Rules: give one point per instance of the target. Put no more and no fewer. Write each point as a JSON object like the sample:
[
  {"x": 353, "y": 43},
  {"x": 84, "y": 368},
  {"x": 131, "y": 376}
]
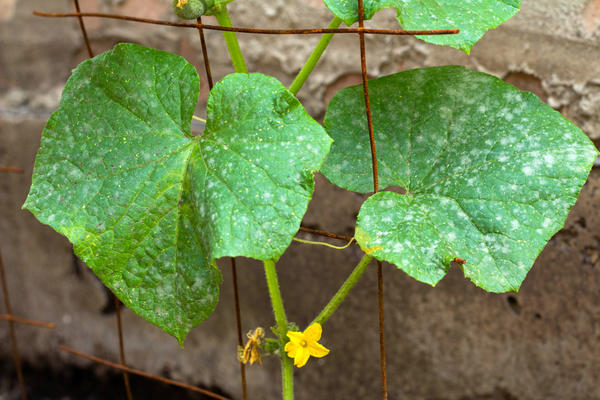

:: REQUEST ::
Copy every row above word for word, leaving out the pictures.

:: ANSWER TO THE TASK ::
Rules: give one point per instance of the target. Put no more and no fewer. Write each point as a JSON object like the sample:
[
  {"x": 353, "y": 43},
  {"x": 84, "y": 368},
  {"x": 131, "y": 376}
]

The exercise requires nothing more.